### DIRECTIONS
Copy every record exactly. Nothing may be skipped.

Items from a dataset
================

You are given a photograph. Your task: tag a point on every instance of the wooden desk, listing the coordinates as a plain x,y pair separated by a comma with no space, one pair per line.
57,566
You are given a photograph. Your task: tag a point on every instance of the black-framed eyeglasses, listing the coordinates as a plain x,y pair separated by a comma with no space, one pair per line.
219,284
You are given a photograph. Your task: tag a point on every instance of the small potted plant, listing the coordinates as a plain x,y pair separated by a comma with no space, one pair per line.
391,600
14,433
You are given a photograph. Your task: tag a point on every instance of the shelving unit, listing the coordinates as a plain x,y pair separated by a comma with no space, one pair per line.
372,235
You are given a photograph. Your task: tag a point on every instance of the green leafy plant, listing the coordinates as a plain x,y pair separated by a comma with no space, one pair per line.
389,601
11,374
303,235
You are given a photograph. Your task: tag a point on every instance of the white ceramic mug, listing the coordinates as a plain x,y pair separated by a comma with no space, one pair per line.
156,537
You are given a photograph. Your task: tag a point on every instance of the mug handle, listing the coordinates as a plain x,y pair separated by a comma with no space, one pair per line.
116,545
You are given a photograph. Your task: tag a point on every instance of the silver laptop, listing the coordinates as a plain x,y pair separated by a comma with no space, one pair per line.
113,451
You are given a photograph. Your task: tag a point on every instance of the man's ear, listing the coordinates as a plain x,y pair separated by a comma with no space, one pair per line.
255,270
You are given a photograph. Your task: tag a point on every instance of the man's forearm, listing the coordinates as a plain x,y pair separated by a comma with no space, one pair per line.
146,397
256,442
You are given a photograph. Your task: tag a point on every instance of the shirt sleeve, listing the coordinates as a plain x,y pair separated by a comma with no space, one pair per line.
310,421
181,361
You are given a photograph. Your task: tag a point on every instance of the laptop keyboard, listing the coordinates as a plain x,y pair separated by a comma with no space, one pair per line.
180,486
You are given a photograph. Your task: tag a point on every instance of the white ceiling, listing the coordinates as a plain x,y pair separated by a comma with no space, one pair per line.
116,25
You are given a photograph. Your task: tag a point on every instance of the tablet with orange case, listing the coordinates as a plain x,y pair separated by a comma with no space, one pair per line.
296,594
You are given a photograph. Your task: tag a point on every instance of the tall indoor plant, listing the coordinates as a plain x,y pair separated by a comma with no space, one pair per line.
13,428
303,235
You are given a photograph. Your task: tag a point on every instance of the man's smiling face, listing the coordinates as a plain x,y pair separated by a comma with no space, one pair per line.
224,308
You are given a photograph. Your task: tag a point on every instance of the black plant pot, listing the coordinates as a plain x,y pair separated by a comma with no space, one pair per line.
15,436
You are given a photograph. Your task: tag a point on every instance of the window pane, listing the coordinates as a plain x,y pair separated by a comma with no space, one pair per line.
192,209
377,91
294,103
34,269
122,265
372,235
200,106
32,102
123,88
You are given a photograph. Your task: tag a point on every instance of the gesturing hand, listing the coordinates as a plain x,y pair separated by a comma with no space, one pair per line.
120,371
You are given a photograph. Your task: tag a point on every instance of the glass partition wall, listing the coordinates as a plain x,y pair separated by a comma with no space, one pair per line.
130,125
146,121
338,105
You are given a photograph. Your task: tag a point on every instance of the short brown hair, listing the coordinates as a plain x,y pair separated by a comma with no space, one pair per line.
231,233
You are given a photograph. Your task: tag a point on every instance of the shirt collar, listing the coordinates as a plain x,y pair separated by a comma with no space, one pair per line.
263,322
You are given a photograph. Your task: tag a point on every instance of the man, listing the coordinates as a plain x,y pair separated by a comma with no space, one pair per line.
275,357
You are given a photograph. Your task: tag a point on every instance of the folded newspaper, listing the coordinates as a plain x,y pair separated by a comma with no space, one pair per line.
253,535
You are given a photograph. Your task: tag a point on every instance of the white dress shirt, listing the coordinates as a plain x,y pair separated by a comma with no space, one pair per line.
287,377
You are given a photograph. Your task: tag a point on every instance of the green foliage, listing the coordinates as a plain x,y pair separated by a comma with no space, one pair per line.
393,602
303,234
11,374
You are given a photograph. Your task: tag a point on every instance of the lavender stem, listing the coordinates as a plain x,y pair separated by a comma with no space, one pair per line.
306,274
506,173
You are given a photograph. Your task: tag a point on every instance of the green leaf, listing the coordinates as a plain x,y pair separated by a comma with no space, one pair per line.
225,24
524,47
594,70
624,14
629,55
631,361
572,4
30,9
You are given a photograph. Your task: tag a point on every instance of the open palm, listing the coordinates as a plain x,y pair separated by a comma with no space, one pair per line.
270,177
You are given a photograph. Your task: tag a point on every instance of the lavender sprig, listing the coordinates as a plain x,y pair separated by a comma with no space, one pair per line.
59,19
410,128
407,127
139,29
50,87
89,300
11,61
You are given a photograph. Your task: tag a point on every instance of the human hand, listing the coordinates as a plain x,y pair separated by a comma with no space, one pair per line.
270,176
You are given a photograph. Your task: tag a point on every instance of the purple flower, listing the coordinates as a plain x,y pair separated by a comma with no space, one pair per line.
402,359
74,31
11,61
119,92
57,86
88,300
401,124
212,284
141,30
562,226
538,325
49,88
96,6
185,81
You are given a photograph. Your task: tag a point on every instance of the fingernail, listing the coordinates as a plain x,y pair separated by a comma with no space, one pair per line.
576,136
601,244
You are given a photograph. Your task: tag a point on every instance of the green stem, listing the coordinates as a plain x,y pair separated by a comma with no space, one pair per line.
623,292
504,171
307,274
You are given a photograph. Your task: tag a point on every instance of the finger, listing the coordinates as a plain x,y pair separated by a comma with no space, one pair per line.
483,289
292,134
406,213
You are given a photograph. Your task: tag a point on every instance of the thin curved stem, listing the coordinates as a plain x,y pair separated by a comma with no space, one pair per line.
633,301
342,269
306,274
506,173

================

### ANSWER BELOW
You are given a photograph. Your task: tag a point on every instance of the wooden desk, listing the coordinates as a plain x,y pair separated by a comma with no space, one pair per line.
57,566
You are given a photograph. Your task: tag a point on every instance of the black-framed eyeglasses, listing the coordinates as a plain x,y pair separated by a comma with no space, one pair per line.
219,284
You are given a photograph. Your task: tag a point on every instance of the small potted plant, listing the coordinates as a plain x,y pair separated by a comma with no space, one pair per line.
391,600
14,433
You are given a photograph. Your task: tag a point on every instance of the shelving unit, listing the coordinates as a plain x,y pair separated by a comma with no space, one pair per line.
372,235
You are given a photograph. Your task: tag a point on every instance of the green leafy plant, listing the coordinates as a plain x,y pair separated by a comma with no space, one pair per line.
389,601
11,374
303,235
You are given a photograph. Your task: tag a point on every instance of the white ceramic mug, listing the coordinates as a plain x,y pair separated by a comma with no space, one pair per line.
156,537
You are given a photograph. Your task: tag a point on every instance of the mug handle, listing the coordinates as a plain x,y pair separated by a comma with no space, one pair per line.
116,545
You are given a photograph. Your task: tag a point on every instance of the silver laptop, listing the coordinates as a plain x,y pair separated by a comma with no space, one pair per line.
113,451
You are given a photograph. Your task: tag a point on every instance of the man's ear, listing the coordinates as a plain x,y pair separated by a comma with no space, one pair per line.
255,270
You are given a photograph. Your task: tag a point on every instance of the man's forearm, listing the coordinates as a plain x,y pair separated by a comma with no space, one pair per line.
146,397
256,442
You are given a photograph. Your task: tag a point on every instance of the shirt sleeve, listing the coordinates as a plain x,y pair separated by a comma with no space, one pair per line.
310,421
181,361
You are given a photograph. Your task: tag a point on every instance of the laptop keyboard, listing the coordinates as a plain x,y pair separated by a comma with no space, one pair per line.
180,486
You are given a photograph. Your task: tag a point on every instance of the white ceiling, listing the coordinates as a plain x,y pair separated by a comma with no space, one pair per line.
116,25
You are given a photograph. Your task: tag a point on every instance of the tablet with orange case, listing the coordinates as a plain x,y pair separated by a comma with no space, one pair per line.
296,594
You are given a photograph. Your task: tag a point on every instance of the tall indoor plant, listing the coordinates as a plain x,y pair separated by a comma with no space, one pair per line.
13,428
303,235
You are given a photograph. Your task: tag a point on every instance of the man's smiling face, listing the coordinates as a plain x,y pair separated by a comma with no space, one pair per line.
224,308
You are given a photograph. Your task: tag a point on every instance of the black plant pot, listing the coordinates as a plain x,y pair separated by a comma with no space, one pair per line.
15,436
You are given a photograph. Your task: tag a point on every instance of the window pane, listing the coordinates as a plain x,y pair separated by a comma with no space, one pair per line.
192,209
377,91
294,103
34,269
122,265
372,235
200,106
32,102
123,88
You are given a photograph. Your task: tag a point on every instance of the gesturing hand, listing the coordinates as a plain x,y pair separated by a comma with no space, one pair per line.
120,371
You are given a photograph. Your task: tag a point on every instance of the glass partition wall, listing the coordinates as a plain x,y pair separated by a comma with no space, one pair per line.
130,125
146,121
338,105
You are given a photograph. Your task: tag a point on every instance of the short brown hair, listing the coordinates as a plain x,y pair separated by a comma with no space, one pair per line.
231,233
You are given a photograph. Your task: tag a point on every instance of the shirt collar, listing the coordinates as a plain x,y pair separated by a comma with no space, one pair per line.
263,322
You are given a photograph. Your task: tag a point on every instance of the man, listing the coordinates as a plain x,y pair separated by a comma with no space, one pair per line.
275,357
You are given a photograph. Your task: tag a point on every instance of the folded newspaper, listing the coordinates as a plain x,y pair separated by a comma with no space, one pair per line.
253,535
You are given a photograph. Your task: tag a point on every instance of the white dress shirt, listing the coordinates as a plain x,y pair separated by a comma with no space, one pair per line.
287,377
You are given a photograph. Your task: tag a point on every instance of the green foliage, listing the coordinates as a plain x,y pair separated by a comma with no space, one pair per line.
393,602
303,234
11,374
You are given a photograph. Your task: tag a point on every instance of the lavender stem, listing the coordinates as a plain x,y pair separated by a comma with no space, one pair per line.
306,274
506,173
You are given a photograph. Your task: tag a point on every instance of the green leaf, listing the coordinates as a plain x,y pair separated by a comma with no space, one pair per line.
225,24
524,47
594,70
624,14
629,55
631,361
572,4
30,9
You are given a photograph. Your task: tag a point on every instance of the open palm, listing the coordinates as a plain x,y pair separated by a comma with no space, one pair per line.
270,177
You are given a photograph. Your task: tag a point on every instance of the lavender sprig, listing the coordinates as a plain x,y pair separated by a comma with no space, one pair per line.
59,19
410,128
407,127
139,29
50,87
89,300
11,61
You are given a photograph. Your task: tag a point on every instance of the human hand, listing the coordinates as a plain x,y pair separated by a comma with no space, one pair per line.
270,176
You are given a photograph. Your task: tag a point on every instance of the purple flower, listing the coordinates as a plain x,y pair separated by a comma with no space, one pair per line.
402,359
74,31
11,61
119,92
57,86
88,300
401,124
212,284
141,30
562,226
538,325
49,88
96,6
185,81
You are given a photograph. Your task: tag a point on every instance of the fingernail, listing the coordinates as a plain x,y pair separated by a comma with no space, one pair per line.
576,136
601,244
You are given a photograph. Your task: tag a point on every instance of the green stem, listing the coordinates as a plain x,y pair separated by a comma with no space, one pair per line.
623,292
504,171
307,274
You are given a photograph. Your task: tag a point on every instance of the finger, listing the coordinates as a plain x,y pair separated by a comma with no space, one pair per line.
483,289
292,134
406,213
You are given a photograph. Your task: tag a point on every instance of the thin curved stem, listing the coordinates as a plain x,y pair separated by a comma with no space, one pair per line.
633,301
342,269
306,274
506,173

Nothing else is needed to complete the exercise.